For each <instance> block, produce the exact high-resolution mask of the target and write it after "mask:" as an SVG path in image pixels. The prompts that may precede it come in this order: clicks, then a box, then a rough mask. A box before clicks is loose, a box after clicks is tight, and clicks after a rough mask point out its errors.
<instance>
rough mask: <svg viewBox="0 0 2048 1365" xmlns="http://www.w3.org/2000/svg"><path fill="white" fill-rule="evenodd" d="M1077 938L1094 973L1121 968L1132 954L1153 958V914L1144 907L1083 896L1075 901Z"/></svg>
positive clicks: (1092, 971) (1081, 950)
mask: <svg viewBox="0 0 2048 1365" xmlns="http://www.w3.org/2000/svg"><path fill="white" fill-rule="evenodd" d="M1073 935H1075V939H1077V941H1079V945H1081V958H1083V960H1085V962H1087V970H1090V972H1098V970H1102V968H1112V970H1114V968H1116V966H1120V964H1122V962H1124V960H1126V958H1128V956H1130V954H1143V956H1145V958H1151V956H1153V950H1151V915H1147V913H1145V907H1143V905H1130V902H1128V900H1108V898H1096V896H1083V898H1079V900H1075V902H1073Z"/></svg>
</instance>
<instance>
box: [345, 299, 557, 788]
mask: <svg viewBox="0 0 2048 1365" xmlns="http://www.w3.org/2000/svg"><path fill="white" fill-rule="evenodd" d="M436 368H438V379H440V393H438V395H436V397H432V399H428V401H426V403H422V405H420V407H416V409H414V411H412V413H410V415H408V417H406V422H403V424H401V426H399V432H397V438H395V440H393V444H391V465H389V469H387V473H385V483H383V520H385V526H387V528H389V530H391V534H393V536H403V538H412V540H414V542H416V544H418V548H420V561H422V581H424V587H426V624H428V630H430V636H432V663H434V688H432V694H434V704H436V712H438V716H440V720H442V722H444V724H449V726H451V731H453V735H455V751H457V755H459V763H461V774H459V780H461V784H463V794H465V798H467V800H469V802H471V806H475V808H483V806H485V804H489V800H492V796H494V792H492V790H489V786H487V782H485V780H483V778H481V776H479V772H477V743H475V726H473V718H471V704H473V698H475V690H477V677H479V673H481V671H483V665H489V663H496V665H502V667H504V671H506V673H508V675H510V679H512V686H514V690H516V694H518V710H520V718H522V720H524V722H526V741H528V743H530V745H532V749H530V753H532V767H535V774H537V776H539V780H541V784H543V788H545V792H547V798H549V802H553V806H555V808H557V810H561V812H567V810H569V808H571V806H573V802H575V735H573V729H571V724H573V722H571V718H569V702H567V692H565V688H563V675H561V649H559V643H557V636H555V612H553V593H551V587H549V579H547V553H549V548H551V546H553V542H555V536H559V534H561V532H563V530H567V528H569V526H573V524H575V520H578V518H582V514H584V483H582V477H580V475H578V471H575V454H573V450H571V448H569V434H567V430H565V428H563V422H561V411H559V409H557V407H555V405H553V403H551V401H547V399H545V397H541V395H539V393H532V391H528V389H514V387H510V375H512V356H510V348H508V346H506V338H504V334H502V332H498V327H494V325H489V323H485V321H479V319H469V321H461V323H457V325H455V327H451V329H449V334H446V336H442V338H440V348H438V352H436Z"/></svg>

+ + +

» **Instrukcja do zadania**: Zamień w całym listingu powyżej „rough mask” na „coarse mask” i przepisz go proszę ponownie, nie zmieniając niczego więcej.

» **Rozwiązanie zadania**:
For each <instance> block, produce the exact high-resolution mask of the target and write it after "mask:" as an SVG path in image pixels. The prompts that may precede it come in this order: clicks, then a box, then a coarse mask. A box before clicks is loose, a box after clicks is tight, and clicks after a coarse mask point out its errors.
<instance>
coarse mask: <svg viewBox="0 0 2048 1365" xmlns="http://www.w3.org/2000/svg"><path fill="white" fill-rule="evenodd" d="M1077 938L1094 973L1121 968L1132 954L1153 958V914L1144 907L1083 896L1075 901Z"/></svg>
positive clicks: (1092, 971) (1081, 950)
mask: <svg viewBox="0 0 2048 1365" xmlns="http://www.w3.org/2000/svg"><path fill="white" fill-rule="evenodd" d="M1073 935H1075V939H1077V941H1079V945H1081V958H1083V960H1085V962H1087V970H1090V972H1098V970H1102V968H1112V970H1114V968H1116V966H1120V964H1122V962H1124V960H1126V958H1128V956H1130V954H1143V956H1145V958H1151V956H1153V950H1151V915H1147V913H1145V907H1143V905H1130V902H1128V900H1108V898H1096V896H1083V898H1079V900H1075V902H1073Z"/></svg>
</instance>
<instance>
box: [345, 299, 557, 788]
mask: <svg viewBox="0 0 2048 1365" xmlns="http://www.w3.org/2000/svg"><path fill="white" fill-rule="evenodd" d="M436 368H438V379H440V393H438V395H436V397H432V399H428V401H426V403H422V405H420V407H416V409H414V411H412V413H410V415H408V417H406V422H403V424H401V426H399V432H397V438H395V440H393V444H391V465H389V469H387V473H385V483H383V520H385V526H387V528H389V530H391V534H393V536H403V538H412V540H414V542H416V544H418V548H420V561H422V581H424V587H426V624H428V630H430V636H432V663H434V688H432V694H434V704H436V712H438V716H440V720H442V722H444V724H449V726H451V731H453V735H455V751H457V755H459V763H461V774H459V780H461V784H463V794H465V798H467V800H469V802H471V806H475V808H483V806H485V804H489V800H492V796H494V792H492V790H489V786H487V782H485V780H483V778H481V776H479V772H477V743H475V726H473V718H471V704H473V698H475V690H477V677H479V673H481V671H483V665H489V663H496V665H502V667H504V671H506V673H508V675H510V679H512V686H514V690H516V694H518V710H520V718H522V720H524V722H526V741H528V743H530V745H532V749H530V753H532V767H535V774H537V776H539V780H541V784H543V788H545V792H547V798H549V802H553V806H555V808H557V810H561V812H567V810H569V808H571V806H573V802H575V735H573V729H571V724H573V722H571V718H569V702H567V692H565V688H563V675H561V649H559V643H557V636H555V612H553V593H551V587H549V579H547V553H549V548H551V546H553V542H555V536H559V534H561V532H563V530H567V528H569V526H573V524H575V520H578V518H582V514H584V483H582V477H580V475H578V471H575V454H573V450H571V448H569V434H567V430H565V428H563V422H561V411H559V409H557V407H555V405H553V403H551V401H547V399H545V397H541V395H539V393H532V391H528V389H514V387H510V375H512V356H510V348H508V346H506V338H504V334H502V332H498V327H494V325H489V323H485V321H479V319H469V321H461V323H457V325H455V327H451V329H449V334H446V336H442V338H440V348H438V352H436Z"/></svg>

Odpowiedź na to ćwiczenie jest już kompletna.